------ Supplied material
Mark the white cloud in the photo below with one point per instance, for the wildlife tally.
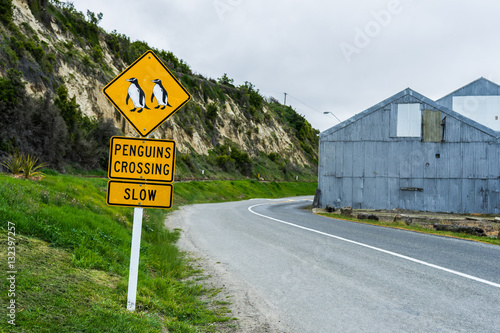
(433, 47)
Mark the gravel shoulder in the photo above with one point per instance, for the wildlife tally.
(254, 314)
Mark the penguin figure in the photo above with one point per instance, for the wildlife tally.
(136, 94)
(160, 93)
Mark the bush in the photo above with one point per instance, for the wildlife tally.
(6, 11)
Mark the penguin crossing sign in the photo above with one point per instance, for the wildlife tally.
(146, 93)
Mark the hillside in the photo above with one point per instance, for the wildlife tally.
(65, 59)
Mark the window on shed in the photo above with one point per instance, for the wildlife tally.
(432, 126)
(409, 120)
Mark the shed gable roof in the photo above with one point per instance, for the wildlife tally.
(421, 98)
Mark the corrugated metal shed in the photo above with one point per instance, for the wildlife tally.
(453, 166)
(479, 100)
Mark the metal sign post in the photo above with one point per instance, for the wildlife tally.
(134, 259)
(141, 170)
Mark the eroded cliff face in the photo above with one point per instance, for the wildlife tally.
(231, 123)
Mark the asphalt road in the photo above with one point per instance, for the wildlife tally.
(325, 275)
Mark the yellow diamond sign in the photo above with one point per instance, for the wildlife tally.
(146, 93)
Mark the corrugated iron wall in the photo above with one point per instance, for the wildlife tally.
(364, 165)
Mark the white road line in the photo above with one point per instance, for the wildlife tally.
(377, 249)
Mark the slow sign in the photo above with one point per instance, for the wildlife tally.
(141, 159)
(149, 195)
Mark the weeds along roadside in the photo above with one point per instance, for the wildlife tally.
(73, 253)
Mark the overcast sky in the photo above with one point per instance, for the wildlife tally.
(337, 56)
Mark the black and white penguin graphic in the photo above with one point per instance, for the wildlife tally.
(160, 93)
(136, 94)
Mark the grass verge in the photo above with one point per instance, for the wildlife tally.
(72, 256)
(416, 228)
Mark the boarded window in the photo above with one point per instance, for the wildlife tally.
(483, 109)
(432, 126)
(409, 122)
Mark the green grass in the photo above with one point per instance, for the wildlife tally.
(416, 228)
(72, 257)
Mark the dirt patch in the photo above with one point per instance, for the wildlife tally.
(488, 223)
(252, 312)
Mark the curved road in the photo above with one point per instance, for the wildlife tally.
(327, 275)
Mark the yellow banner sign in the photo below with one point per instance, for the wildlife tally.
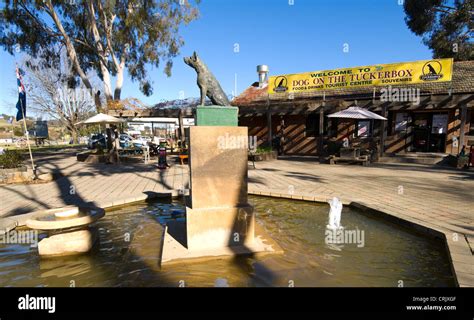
(425, 71)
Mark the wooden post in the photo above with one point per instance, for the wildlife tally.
(181, 127)
(321, 132)
(463, 114)
(269, 125)
(383, 131)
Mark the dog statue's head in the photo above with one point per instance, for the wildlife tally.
(193, 61)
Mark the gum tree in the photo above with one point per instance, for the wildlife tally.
(54, 92)
(109, 36)
(446, 26)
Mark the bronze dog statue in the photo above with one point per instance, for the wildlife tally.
(207, 82)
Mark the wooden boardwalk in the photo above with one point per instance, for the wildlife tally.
(438, 199)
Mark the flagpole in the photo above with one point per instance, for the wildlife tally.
(28, 140)
(27, 135)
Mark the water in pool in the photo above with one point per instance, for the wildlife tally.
(127, 254)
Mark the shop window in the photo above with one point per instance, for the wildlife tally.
(312, 125)
(364, 129)
(402, 119)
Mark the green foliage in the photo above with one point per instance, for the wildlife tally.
(111, 34)
(445, 26)
(11, 159)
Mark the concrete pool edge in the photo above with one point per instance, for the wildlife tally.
(459, 252)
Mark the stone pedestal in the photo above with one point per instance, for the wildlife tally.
(219, 220)
(217, 116)
(218, 214)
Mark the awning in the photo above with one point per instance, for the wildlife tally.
(101, 118)
(356, 113)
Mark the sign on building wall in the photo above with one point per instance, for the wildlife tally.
(424, 71)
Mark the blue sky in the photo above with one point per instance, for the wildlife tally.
(306, 36)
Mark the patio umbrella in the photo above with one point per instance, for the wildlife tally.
(356, 113)
(101, 118)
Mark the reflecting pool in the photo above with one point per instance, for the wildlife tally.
(378, 254)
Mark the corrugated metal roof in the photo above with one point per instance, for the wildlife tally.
(356, 113)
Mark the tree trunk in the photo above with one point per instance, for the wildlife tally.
(119, 83)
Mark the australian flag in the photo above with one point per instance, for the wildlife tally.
(21, 104)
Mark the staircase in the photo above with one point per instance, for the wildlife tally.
(414, 157)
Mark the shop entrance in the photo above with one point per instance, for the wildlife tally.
(429, 132)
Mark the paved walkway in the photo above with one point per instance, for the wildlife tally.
(438, 199)
(79, 183)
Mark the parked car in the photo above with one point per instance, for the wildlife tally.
(97, 139)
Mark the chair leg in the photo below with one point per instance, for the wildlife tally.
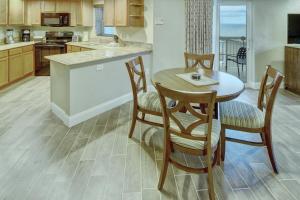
(223, 143)
(219, 153)
(133, 122)
(164, 168)
(268, 138)
(211, 190)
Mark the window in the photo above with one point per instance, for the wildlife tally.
(100, 29)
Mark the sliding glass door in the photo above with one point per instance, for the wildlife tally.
(233, 39)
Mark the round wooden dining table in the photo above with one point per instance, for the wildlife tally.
(229, 87)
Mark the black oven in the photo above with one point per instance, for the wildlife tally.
(55, 19)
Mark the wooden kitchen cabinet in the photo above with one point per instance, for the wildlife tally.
(3, 12)
(16, 64)
(49, 6)
(16, 69)
(124, 13)
(121, 14)
(3, 71)
(85, 13)
(34, 9)
(16, 12)
(28, 58)
(63, 6)
(109, 12)
(74, 5)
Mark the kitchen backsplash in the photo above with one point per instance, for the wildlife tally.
(40, 31)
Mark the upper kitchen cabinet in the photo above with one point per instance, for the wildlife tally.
(16, 12)
(73, 11)
(121, 12)
(85, 13)
(63, 6)
(49, 6)
(109, 12)
(124, 13)
(34, 18)
(3, 12)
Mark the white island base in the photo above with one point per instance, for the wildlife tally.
(80, 92)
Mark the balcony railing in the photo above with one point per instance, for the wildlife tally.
(229, 46)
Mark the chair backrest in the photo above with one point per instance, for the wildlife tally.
(137, 76)
(193, 60)
(185, 100)
(242, 55)
(268, 90)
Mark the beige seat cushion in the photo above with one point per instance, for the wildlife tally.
(239, 114)
(149, 101)
(186, 120)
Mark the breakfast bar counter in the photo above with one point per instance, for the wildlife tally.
(85, 84)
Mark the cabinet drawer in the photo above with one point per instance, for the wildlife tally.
(27, 48)
(3, 54)
(15, 51)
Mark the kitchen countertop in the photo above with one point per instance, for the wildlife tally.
(293, 45)
(15, 45)
(99, 52)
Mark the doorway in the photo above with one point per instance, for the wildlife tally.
(233, 39)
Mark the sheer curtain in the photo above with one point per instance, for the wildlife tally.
(199, 22)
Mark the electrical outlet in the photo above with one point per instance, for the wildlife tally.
(99, 68)
(147, 71)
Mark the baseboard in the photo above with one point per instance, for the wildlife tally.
(90, 113)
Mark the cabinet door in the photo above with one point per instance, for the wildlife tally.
(74, 5)
(121, 13)
(49, 6)
(16, 69)
(3, 12)
(16, 12)
(109, 12)
(63, 6)
(3, 71)
(34, 18)
(87, 12)
(28, 62)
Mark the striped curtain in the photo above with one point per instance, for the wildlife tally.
(199, 22)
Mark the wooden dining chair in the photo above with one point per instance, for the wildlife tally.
(241, 116)
(144, 102)
(193, 133)
(205, 61)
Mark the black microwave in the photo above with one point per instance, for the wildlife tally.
(55, 19)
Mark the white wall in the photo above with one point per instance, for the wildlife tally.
(270, 32)
(169, 38)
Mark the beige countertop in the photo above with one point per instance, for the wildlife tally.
(15, 45)
(100, 52)
(293, 45)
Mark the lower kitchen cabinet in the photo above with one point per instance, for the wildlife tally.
(3, 71)
(16, 64)
(16, 67)
(28, 58)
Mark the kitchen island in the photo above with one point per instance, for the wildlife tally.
(87, 83)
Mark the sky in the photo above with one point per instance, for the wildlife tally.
(233, 21)
(233, 14)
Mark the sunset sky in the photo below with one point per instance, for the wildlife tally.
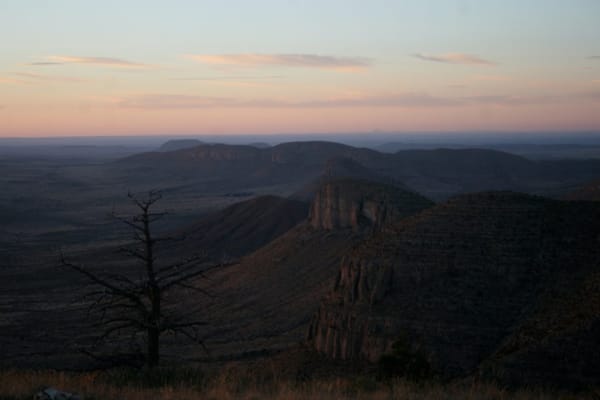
(77, 67)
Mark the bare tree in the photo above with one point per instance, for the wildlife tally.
(126, 306)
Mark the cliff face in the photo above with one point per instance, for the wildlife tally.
(359, 204)
(459, 279)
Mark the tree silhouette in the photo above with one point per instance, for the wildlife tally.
(137, 307)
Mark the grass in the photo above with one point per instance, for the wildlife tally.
(231, 383)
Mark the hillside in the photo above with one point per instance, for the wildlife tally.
(243, 227)
(437, 174)
(478, 278)
(360, 204)
(587, 192)
(179, 144)
(266, 301)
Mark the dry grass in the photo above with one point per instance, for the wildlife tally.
(17, 385)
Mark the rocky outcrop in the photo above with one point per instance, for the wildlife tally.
(459, 279)
(179, 144)
(587, 192)
(359, 204)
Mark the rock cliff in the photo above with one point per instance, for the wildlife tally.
(359, 204)
(461, 280)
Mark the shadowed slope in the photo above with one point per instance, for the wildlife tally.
(267, 300)
(459, 278)
(244, 227)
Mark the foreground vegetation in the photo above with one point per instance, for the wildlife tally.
(231, 384)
------------
The task
Can you rewrite the part of the entries that opens with the line containing "Mark the rock cliff" and closes with the last entry, putting "species count" in place of "wildlife tally" and leaving everything else unchanged?

Completed task
Mark the rock cliff in the photo above with one point per instance, for the species count.
(359, 204)
(461, 280)
Mark the shadowed slope in the photo above with one point per instance, for the species count.
(267, 300)
(459, 278)
(244, 227)
Mark the foreground vegetation in the photo above with one point per instance, for the species count.
(231, 384)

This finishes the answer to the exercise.